## Excerto da página

No cimo da parede existia uma galeria destinada aos exercícios espirituais. A abertura da grande janela de arco é igualmente guarnecida com vigas arqueadas, de madeira de teca. A sala, com três naves, é mais estreita do que o átrio. As quinze colunas que separam, de ambos os lados, as colaterais da nave central são formadas por uma base em forma de vaso, um fuste cilíndrico, capitéis com lótus e um coroa- mento figurativo composto, para cada uma das colunas do lado da nave central, por dois elefantes ajoelhados tendo às costas duas divindades, e no lado oposto por um cavalo e um tigre transportando uma figura cada um.
Em contrapartida, as sete colunas atrás da stupa são simples pilares octogonais sem capitéis. A abóbada é decorada como habitualmente com molduras de madeira, aqui especialmente salientes e bem conservadas. A stupa, muito simples, é composta por duas varandas para as procissões, com balaustradas, uma parte superior com sete degraus e um pára-sol de madeira.
No grande edifício monástico da gruta de Ajanta, existem quatro salas de chaitya, das quais duas, as número X e XI, datam dos séculos II e I a. C., a número XIX do final do século V e a número XXVI de c. 600 d. C.
Nas duas salas mais recentes, aparece já a figura, maior do que o tamanho natural, de Gautama Buda sentado e de pé, no dagoba; e numerosos budas ornamentam, em fileiras, a fachada. As colunas simples transformaram-se em pilares ricamente decorados. A pitoresca decoração primitiva do friso em redor já não era suficiente para o gosto de grandeza que reinou mais tarde e foi substituída por baixos-relevos ricamente ornamentados por “mil budas”. Apenas o tecto conservou as suas molduras tradicionais. O Vishvakarma-chaitya (Vishvakarma, o construtor universal, o arquitecto dos deuses), de Elora, assemelha-se no interior aos dois últimos chaityas de Ajanta, dos quais é também contemporâneo. Possui, no entanto, uma fachada diferente, sem os grandes arcos das portas e com um quebra-luz.

## Problemas
1. Transcreva do excerto o trecho que começa nas palavras "No cimo da parede" e termina após "figura cada um.".
2. Segundo o excerto, de quando data a sala de chaitya número XIX de Ajanta?
3. Indique todos os números das salas de chaitya de Ajanta referidos no excerto.

## Dados de origem
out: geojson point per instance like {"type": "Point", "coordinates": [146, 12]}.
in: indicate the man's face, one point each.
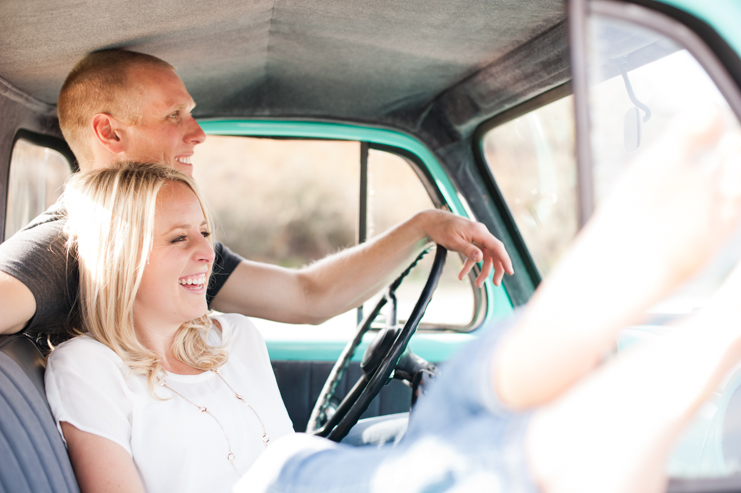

## Respostas por tarefa
1.
No cimo da parede existia uma galeria destinada aos exercícios espirituais. A abertura da grande janela de arco é igualmente guarnecida com vigas arqueadas, de madeira de teca. A sala, com três naves, é mais estreita do que o átrio. As quinze colunas que separam, de ambos os lados, as colaterais da nave central são formadas por uma base em forma de vaso, um fuste cilíndrico, capitéis com lótus e um coroa- mento figurativo composto, para cada uma das colunas do lado da nave central, por dois elefantes ajoelhados tendo às costas duas divindades, e no lado oposto por um cavalo e um tigre transportando uma figura cada um.

2. Do final do século V.

3. X, XI, XIX e XXVI.